### Your objective
Gather every line below that contains the string “curled” and copy each one in full. The match is case-sensitive.

** Begin Records to use **

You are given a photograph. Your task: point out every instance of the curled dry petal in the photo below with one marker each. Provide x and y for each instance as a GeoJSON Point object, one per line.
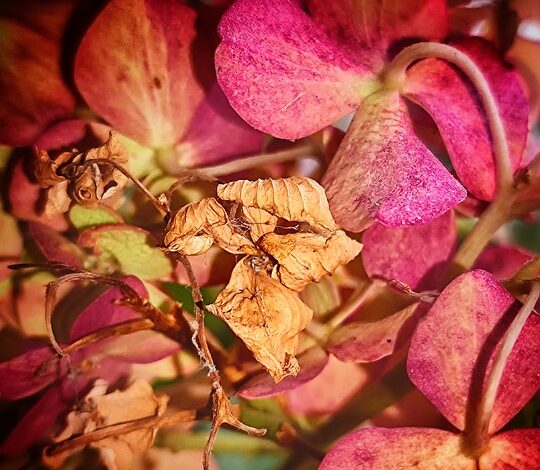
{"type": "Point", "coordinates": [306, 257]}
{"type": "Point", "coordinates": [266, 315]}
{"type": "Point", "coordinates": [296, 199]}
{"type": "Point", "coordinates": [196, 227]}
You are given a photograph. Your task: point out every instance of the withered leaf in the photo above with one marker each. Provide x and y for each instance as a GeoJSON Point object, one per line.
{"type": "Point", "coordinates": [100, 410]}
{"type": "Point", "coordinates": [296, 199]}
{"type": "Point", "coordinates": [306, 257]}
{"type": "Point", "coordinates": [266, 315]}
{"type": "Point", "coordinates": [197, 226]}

** End Records to use **
** Begin Records to use **

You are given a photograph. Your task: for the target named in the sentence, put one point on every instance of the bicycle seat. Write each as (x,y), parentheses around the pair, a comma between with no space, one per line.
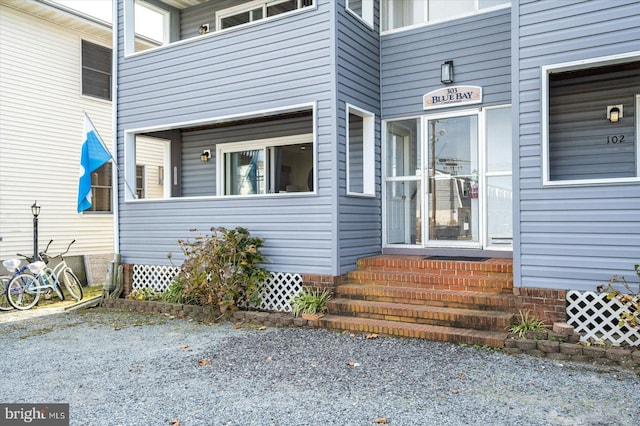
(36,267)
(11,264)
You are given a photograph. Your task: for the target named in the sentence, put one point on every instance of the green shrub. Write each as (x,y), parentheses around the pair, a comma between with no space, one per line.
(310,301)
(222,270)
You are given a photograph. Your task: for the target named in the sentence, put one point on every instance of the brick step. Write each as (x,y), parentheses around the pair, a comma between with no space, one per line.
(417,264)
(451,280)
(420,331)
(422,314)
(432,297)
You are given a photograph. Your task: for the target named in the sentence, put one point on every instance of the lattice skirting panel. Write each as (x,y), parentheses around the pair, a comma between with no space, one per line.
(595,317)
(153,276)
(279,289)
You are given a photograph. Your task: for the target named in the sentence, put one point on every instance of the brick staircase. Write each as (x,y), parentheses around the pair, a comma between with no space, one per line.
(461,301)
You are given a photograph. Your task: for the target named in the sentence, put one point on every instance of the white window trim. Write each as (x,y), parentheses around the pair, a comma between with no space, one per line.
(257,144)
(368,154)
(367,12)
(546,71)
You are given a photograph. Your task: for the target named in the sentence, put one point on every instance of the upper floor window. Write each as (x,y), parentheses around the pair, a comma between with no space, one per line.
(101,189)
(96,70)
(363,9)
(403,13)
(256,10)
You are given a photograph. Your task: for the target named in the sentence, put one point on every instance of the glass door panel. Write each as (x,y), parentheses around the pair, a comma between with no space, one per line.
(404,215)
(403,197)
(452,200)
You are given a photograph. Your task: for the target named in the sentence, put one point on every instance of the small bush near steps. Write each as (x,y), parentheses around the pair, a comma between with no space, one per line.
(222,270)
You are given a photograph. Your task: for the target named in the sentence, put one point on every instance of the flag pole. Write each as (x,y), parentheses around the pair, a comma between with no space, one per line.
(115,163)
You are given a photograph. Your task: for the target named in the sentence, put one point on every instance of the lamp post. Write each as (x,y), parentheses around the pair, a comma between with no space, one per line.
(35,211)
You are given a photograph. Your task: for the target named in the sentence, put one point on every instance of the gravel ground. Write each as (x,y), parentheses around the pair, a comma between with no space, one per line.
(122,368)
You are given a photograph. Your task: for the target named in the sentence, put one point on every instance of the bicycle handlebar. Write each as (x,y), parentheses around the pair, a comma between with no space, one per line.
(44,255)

** End Records to use **
** Begin Records to use **

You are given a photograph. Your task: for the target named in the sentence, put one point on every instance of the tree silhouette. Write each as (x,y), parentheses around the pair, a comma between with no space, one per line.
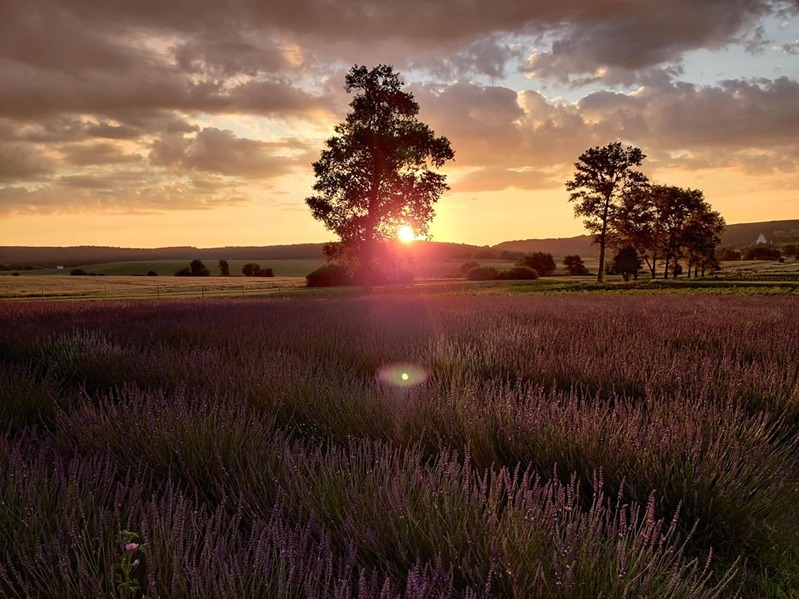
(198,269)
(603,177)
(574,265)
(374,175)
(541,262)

** End Records to use **

### Completed task
You are given a photograph. Your task: point out every instance of the curled dry petal in the photo below with one marker each. Provide x and y for each instance as a GeoJSON Point object, one per line.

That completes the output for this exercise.